Soal Latihan
Tuliskan lanjutan kutipan tentang Masjid Dhirar, dimulai tepat setelah subjudul terakhir yang tercantum di dalamnya.

Kutipan
..........

Rasulullah ﷺ, pada saat itu, sedang terburu-buru menyiapkan pasukan besar. Beliau menjawab, "Sesungguhnya kami sedang menuju perjalanan (Tabuk), dan jika Allah menghendaki, kami akan kembali dan kami akan shalat di dalamnya."

C. Turunnya Wahyu dan Pengungkapan Niat

Ketika Rasulullah ﷺ kembali dari Tabuk, dalam perjalanan menuju Madinah, Jibril turun membawa wahyu, yaitu ayat 107 dan 108 dari Surah At-Taubah. Ayat 107 menjelaskan niat jahat mereka: mereka membangun masjid itu untuk menimbulkan bahaya (*dhirar*), kekafiran, memecah belah kaum mukminin, dan sebagai tempat persembunyian bagi orang yang memerangi Allah dan Rasul-Nya sebelumnya (yakni Abu 'Amir Ar-Rahib).

Ayat 108 kemudian memberikan perintah tegas: "Janganlah engkau melaksanakan salat di dalamnya selama-lamanya." Kemudian, ayat tersebut membandingkan Masjid Dhirar dengan bangunan yang benar-benar didirikan atas dasar takwa: Masjid Quba.

D. Eksekusi Penghancuran

Setelah wahyu turun, Rasulullah ﷺ segera memerintahkan dua sahabat, Malik bin Ad-Dukhsyum dan Ma'an bin Adi, untuk pergi ke Masjid Dhirar. Beliau bersabda, "Pergilah kepada masjid ini yang pemiliknya zalim, lalu hancurkan dan bakarlah."

Kedua sahabat tersebut melaksanakan perintah tersebut dengan segera. Mereka membakar dan meruntuhkan Masjid Dhirar hingga rata dengan tanah. Tindakan ini merupakan pelajaran keras bahwa dalam Islam, sarana ibadah pun, jika niatnya jahat dan digunakan sebagai alat perpecahan atau konspirasi politik, harus dimusnahkan.

IV. Analisis Linguistik dan Terminologi Kunci Ayat 108

Ayat 108 adalah ayat yang padat makna. Analisis mendalam terhadap terminologi kuncinya mengungkap kedalaman ajaran Islam tentang kesucian institusi dan niat.

A. Istilah Kunci: لَا تَقُمْ فِيهِ أَبَدًا (Janganlah engkau berdiri/shalat di dalamnya selama-lamanya)

..........

Data Tercatat
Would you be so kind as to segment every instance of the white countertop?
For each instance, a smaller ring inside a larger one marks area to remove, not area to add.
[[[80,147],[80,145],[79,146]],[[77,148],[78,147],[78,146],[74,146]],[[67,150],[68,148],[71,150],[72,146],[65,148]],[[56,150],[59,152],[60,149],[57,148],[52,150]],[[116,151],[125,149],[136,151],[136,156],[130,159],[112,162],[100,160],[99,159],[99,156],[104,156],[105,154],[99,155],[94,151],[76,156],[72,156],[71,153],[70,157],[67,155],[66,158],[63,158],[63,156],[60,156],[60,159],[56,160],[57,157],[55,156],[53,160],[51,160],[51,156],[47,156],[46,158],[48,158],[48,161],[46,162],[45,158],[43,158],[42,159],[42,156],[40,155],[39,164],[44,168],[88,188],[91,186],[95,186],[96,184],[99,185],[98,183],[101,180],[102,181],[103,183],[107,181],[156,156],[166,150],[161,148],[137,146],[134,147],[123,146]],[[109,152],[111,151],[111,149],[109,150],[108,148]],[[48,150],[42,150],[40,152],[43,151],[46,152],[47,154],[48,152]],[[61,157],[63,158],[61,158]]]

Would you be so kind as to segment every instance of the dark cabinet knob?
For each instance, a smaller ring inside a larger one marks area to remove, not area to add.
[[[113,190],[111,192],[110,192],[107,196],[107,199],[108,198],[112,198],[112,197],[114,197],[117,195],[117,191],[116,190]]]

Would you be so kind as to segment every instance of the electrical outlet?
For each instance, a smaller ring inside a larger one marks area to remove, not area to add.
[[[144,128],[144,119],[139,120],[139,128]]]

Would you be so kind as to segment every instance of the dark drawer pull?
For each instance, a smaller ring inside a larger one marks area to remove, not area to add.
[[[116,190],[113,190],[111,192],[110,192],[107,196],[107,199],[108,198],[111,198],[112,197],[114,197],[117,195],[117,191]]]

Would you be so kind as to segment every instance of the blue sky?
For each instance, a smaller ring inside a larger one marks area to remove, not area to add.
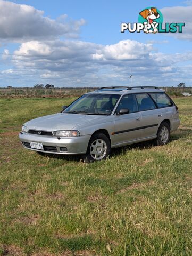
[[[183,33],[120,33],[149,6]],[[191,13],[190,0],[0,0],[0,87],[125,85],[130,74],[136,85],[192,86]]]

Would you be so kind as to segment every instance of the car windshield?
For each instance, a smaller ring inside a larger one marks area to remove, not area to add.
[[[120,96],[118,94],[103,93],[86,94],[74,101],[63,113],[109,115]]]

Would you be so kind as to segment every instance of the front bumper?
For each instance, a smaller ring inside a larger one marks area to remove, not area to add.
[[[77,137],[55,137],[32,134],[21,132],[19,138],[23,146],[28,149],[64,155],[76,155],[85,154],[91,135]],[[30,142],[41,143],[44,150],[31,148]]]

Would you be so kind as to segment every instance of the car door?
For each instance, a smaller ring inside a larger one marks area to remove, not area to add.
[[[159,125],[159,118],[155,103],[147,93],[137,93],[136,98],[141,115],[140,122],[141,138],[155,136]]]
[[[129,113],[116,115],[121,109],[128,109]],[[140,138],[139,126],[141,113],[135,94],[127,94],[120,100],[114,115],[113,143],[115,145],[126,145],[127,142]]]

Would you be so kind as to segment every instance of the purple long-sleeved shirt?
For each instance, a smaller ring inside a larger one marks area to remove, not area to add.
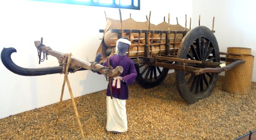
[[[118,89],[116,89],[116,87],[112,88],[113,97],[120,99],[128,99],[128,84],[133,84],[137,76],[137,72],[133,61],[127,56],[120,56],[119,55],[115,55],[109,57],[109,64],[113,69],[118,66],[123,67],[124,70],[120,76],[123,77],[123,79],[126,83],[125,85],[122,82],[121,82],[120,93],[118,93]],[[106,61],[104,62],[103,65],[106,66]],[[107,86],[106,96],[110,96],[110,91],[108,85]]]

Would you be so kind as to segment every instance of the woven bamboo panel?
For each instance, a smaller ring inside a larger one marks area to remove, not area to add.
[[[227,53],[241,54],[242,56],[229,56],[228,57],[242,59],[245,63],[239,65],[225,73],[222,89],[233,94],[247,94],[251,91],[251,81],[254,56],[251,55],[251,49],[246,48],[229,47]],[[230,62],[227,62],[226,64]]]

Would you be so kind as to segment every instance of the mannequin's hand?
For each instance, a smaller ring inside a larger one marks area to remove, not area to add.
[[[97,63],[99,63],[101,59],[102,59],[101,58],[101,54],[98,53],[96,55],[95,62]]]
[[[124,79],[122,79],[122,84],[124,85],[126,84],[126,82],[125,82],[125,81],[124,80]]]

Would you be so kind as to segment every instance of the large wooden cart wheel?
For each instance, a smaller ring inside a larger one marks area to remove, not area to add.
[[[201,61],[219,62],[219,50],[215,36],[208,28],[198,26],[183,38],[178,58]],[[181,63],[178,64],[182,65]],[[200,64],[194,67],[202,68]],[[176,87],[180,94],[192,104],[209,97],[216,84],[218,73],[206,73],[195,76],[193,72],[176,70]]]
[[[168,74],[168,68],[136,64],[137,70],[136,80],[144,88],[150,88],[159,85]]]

..........

Hasil Pengerjaan
Perintah ini adalah larangan mutlak (*abada*) untuk shalat di Masjid Dhirar. Kata kerja تَقُمْ (*taqum*) secara harfiah berarti "berdiri", tetapi dalam konteks ini, ia merujuk pada aktivitas shalat, khususnya shalat wajib. Larangan ini bukan hanya ditujukan kepada Rasulullah ﷺ, tetapi berlaku umum bagi seluruh kaum mukminin hingga hari Kiamat, menjadikan tempat tersebut terlarang untuk ibadah.

Larangan ini menegaskan bahwa kesucian tempat ibadah dapat dicabut jika ia berubah fungsi menjadi pusat makar, kerusakan, atau fitnah. Ini adalah prinsip syariah yang menyatakan bahwa sarana tidak dapat dipisahkan dari tujuannya.

B. Istilah Kunci: لَمَسْجِدٌ أُسِّسَ عَلَى التَّقْوَىٰ (Sungguh, masjid yang didirikan atas dasar takwa)

Ini adalah jantung ayat. Ayat ini membandingkan Masjid Dhirar (yang didirikan atas dasar *dhirar* atau bahaya) dengan masjid yang didirikan atas dasar *Taqwa* (ketakwaan).

1. Definisi Taqwa (التقوى)

Kata *Taqwa* berasal dari akar kata *waqa* (وقى), yang berarti menjaga diri, melindungi, atau mencegah. Dalam terminologi syariat, *Taqwa* berarti menjaga diri dari siksa Allah dengan menjalankan perintah-Nya dan menjauhi larangan-Nya. Ia mencakup tiga dimensi utama:

  1. Ketakutan (Khauf): Takut kepada Allah.
  2. Ketaatan (Ita'ah): Melaksanakan perintah-Nya.
  3. Penjagaan (Wiqayah): Menjaga hati dan anggota badan dari dosa.

Ketika sebuah masjid didirikan "atas dasar takwa," ini berarti:

2. Perbedaan Antara Masjid Dhirar dan Masjid Taqwa

Masjid Dhirar memiliki bentuk fisik masjid (bangunan, tempat sujud) tetapi kehilangan esensi takwa. Ia adalah tubuh tanpa ruh. Sebaliknya, masjid yang disanjung ayat ini memiliki pondasi spiritual yang kuat sejak "hari pertama" (*min awwali yawmin*), menunjukkan konsistensi dan kemurnian niat yang tidak berubah-ubah.

C. Istilah Kunci: أَحَقُّ أَن تَقُومَ فِيهِ (Lebih pantas engkau melaksanakan salat di dalamnya)

Penyebutan "lebih pantas" menunjukkan hierarki spiritual. Ibadah yang dilakukan di tempat yang didirikan atas niat yang benar memiliki bobot dan kemuliaan yang jauh lebih besar di sisi Allah. Ayat ini secara eksplisit merujuk pada Masjid Quba, yang merupakan masjid pertama yang didirikan oleh Rasulullah ﷺ setibanya di Madinah (saat itu bernama Yatsrib).

D. Istilah Kunci: فِيهِ رِجَالٌ يُحِبُّونَ أَن يَتَطَهَّرُوا (Di dalamnya terdapat orang-orang yang ingin membersihkan diri)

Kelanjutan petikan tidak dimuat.